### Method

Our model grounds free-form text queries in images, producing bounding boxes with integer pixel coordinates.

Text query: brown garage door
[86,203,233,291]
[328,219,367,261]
******************************
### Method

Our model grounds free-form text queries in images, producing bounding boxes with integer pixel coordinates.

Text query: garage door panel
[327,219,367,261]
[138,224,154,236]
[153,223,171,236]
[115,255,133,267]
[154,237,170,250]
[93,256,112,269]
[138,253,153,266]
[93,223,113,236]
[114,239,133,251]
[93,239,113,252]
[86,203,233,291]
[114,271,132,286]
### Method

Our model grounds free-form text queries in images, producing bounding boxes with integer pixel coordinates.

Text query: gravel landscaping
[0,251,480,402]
******************************
* [Work required]:
How many lines in the records above contain the string "query", with case counting? Reply with the number alone.

* [Answer to the problem]:
3